Document |
Wednesday, May 28, 2008

Panem nostrum cotidianum da nobis hodie...

Without a doubt, this bread is some of the best homemade bread I've ever had.

Sourdough bread takes a long time from start to finish and it is in part the slow rise that gives it some of the wonderful flavour. The amount of time required for actively messing about with the dough is very slow, though, since most of the time the bread is just getting on with it by itself. Don't forget to feed your starter, too, so that you have enough to make some the next time.

Basic sourdough bread

Step 1
½ cup starter
½ cup wholewheat flour
slightly less than ¼ cup water

Mix the starter with the flour and water until it turns into a sticky dough and all the flour is moistened. If you think you need more flour or water, add some (it's quite sticky but shouldn't be actually soggy...) Cover and leave to rise for about 6 hours.

Step 2
½ cup wholewheat flour
slightly less than ¼ cup water

Take your dough and again mix it with flour and water to produce a sticky dough, with all the flour mixed in and moistened, again, adding a little more flour or water if necessary. Cover and leave to rise again for another 6 hours.

Step 3
1 ¾ cups bread flour
½ cup water
1 tsp salt (or just under if you prefer)

Mix the sticky dough in with the flour, water and salt, and stir it quite vigorously with a wooden spoon. If the flour isn't all moistened and mixed in, add a little extra water, but don't add any extra flour if it's very sticky. Once it's been mixed up, leave it for 15-20 minutes, covered.
After sitting for this time, the dough should be easier to work with and slightly less sticky. Liberally cover the worksurface with flour and scrape the dough out of the bowl with a spatula. Then put some flour on top of the dough as well. Knead the dough for about 10 minutes, adding more flour if it needs it (quite likely) but ensuring that it remains reasonably soft and sticky enough to stick to the table occasionally (the dough doesn't want to be too dry).
Cover and leave for an hour, then tip the dough out (with a spatula if necessary) and squash down, folding over on itself a couple of times. Then leave it for about 6 hours again.

Step 4
Tip out the dough and shape it. I use a banneton, a basket lined with cloth that you rub flour into, but you can improvise with a tea-towel and some other container (a colander is good). The dough needs support while it rises since otherwise it would collapse, and the banneton provides this support. So shape the dough into the shape of your rising container, whatever that is, and put it in there. Remember to rub flour into the cloth or the dough will stick horribly. Then leave the shaped dough until it's ready - this will take somewhere between 4 and 5 hours usually. It's ready when you poke it gently with a finger and the impression fills in slowly (rather than quickly). It's not too picky if it's a bit over- or bit underrisen, but my experience is that underrisen is better than overrisen. (It will rise more in the oven and very quickly if it's underrisen, so will be slightly more dense, but if it overrises too much it will collapse and that's not great, although not terminal.)

Saved dataset items

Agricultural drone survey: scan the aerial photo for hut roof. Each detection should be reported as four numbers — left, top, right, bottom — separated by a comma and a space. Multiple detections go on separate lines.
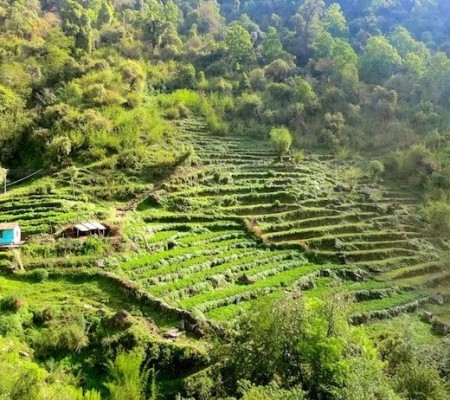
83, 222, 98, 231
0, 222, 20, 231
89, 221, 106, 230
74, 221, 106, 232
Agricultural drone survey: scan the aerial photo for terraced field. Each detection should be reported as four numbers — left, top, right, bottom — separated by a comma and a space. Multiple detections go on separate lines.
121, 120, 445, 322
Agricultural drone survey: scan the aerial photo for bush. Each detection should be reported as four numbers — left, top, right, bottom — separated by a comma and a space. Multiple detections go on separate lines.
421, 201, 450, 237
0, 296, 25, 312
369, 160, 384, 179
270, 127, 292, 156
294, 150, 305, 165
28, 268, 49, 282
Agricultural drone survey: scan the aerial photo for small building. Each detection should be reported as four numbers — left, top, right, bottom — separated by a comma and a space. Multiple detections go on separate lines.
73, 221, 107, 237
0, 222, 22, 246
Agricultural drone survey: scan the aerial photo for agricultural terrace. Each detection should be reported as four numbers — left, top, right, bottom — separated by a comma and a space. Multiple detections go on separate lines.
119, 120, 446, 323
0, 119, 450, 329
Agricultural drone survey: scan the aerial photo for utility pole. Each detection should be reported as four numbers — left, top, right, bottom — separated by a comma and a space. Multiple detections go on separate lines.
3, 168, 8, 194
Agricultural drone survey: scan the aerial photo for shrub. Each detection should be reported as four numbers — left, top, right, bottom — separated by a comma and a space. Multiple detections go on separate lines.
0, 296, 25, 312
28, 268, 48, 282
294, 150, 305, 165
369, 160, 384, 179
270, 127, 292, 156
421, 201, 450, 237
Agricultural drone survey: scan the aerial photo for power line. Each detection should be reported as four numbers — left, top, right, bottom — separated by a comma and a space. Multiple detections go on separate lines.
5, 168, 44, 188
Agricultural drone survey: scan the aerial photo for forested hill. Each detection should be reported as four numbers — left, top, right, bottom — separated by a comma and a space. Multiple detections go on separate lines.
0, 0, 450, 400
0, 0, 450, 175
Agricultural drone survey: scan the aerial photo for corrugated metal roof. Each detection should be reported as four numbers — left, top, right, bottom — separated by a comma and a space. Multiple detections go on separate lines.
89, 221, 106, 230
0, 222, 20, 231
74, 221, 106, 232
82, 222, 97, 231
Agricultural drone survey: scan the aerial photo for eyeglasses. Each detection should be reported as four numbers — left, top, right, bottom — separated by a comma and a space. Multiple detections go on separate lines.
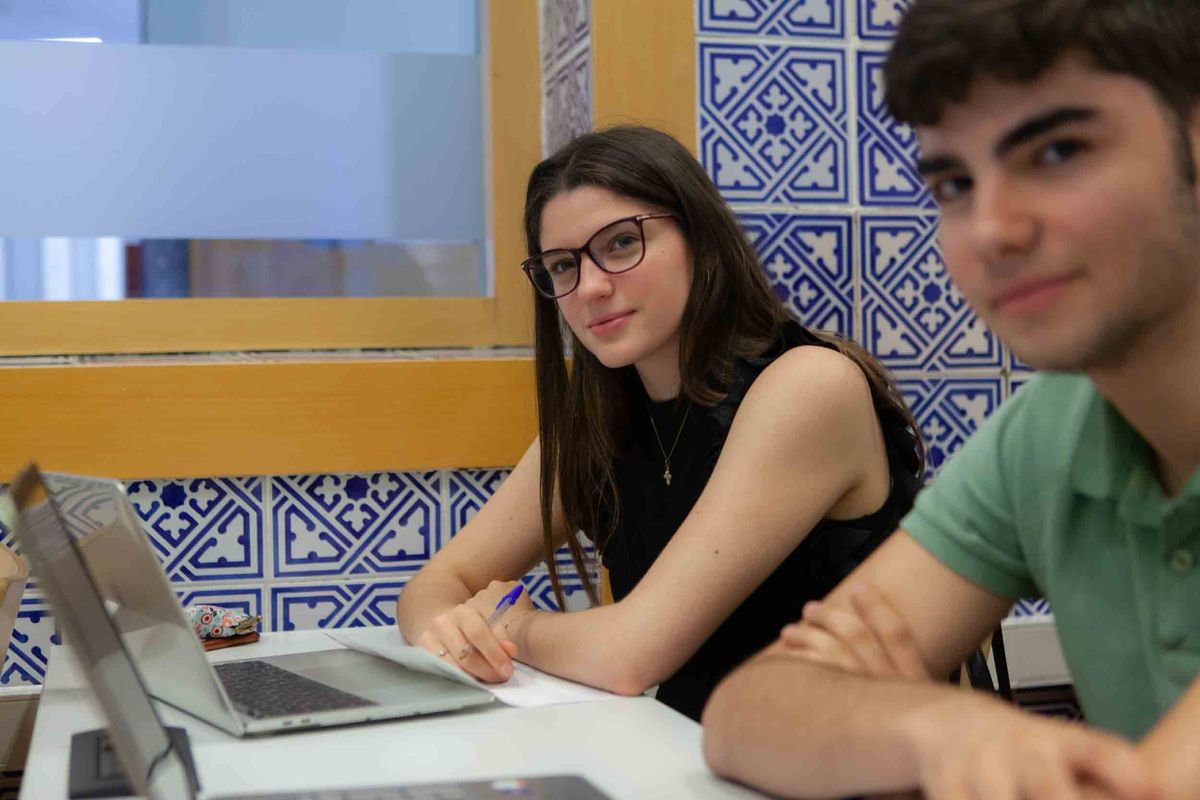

Work to do |
**A.** Rewrite the listing as a Markdown table with the columns "Row" and "Entry", starting at the first line of the listing and going on through the line with "121, 120, 445, 322", skipping blank lines. Leave the pictures out.
**B.** Pick up the sourdough bread recipe right after its final sentence and keep it going.

Expected responses |
**A.**
| Row | Entry |
|---|---|
| 1 | Agricultural drone survey: scan the aerial photo for hut roof. Each detection should be reported as four numbers — left, top, right, bottom — separated by a comma and a space. Multiple detections go on separate lines. |
| 2 | 83, 222, 98, 231 |
| 3 | 0, 222, 20, 231 |
| 4 | 89, 221, 106, 230 |
| 5 | 74, 221, 106, 232 |
| 6 | Agricultural drone survey: scan the aerial photo for terraced field. Each detection should be reported as four numbers — left, top, right, bottom — separated by a comma and a space. Multiple detections go on separate lines. |
| 7 | 121, 120, 445, 322 |

**B.**
Step 5
Preheat the oven to 220C.
Once the dough has risen, it needs to come out of the shaping container. Line a baking tray with baking parchment. If the top of the dough is somewhere less than an inch away from the top of the container, simply put the tray on the container and flip the whole lot upside down (carefully!). If the dough is further down in the container, take a piece of cardboard cut so that it will fit further into the container, cover that with parchment, and flip the dough on to the cardboard-parchment contraption. then place this on the baking tray and carefully slide the cardboard out from underneath.
Put the tray in the oven and if you wish, spray some water in to create steam (or put a tray of boiling water in the bottom of the oven). Bake the bread for about 15 minutes, then take it out, turn it round, and remove the baking parchment so that the bread sits directly on the hot tray. Turn the oven down to 200C and bake for another 10-15 minutes. The bread is ready when you knock on the bottom and it sounds hollow.
Leave it to cool for at least 45 minutes before cutting it.

I have discovered two good ways to incorporate this into real life (since if you're not a professional baker then the long rising times can be a little awkward), which result in the bread being ready either for lunch or for dinner. Either way, you need to start the dough the day before you want the bread.

Schedule 1: Start the dough first thing in the morning and do the first rising period until lunchtime ish. Second rising period from lunchtime until the evening. Final rise overnight (the dough isn't too picky about the time so if it goes a bit longer than its six hours, that will be fine). Shape the dough first thing the next morning, and you can bake it before lunch (although you'll have to get up early to do this).

Schedule 2: Start the dough at about lunchtime and the first rising period runs from lunchtime to evening. Second rising period overnight. Third rising period morning to lunchtime ish and the final rise and baking in the afternoon.

The alternative to these is that you can refrigerate the dough after it's risen at any stage, but it will need an hour or so to come back to room temperature before you do anything with it again.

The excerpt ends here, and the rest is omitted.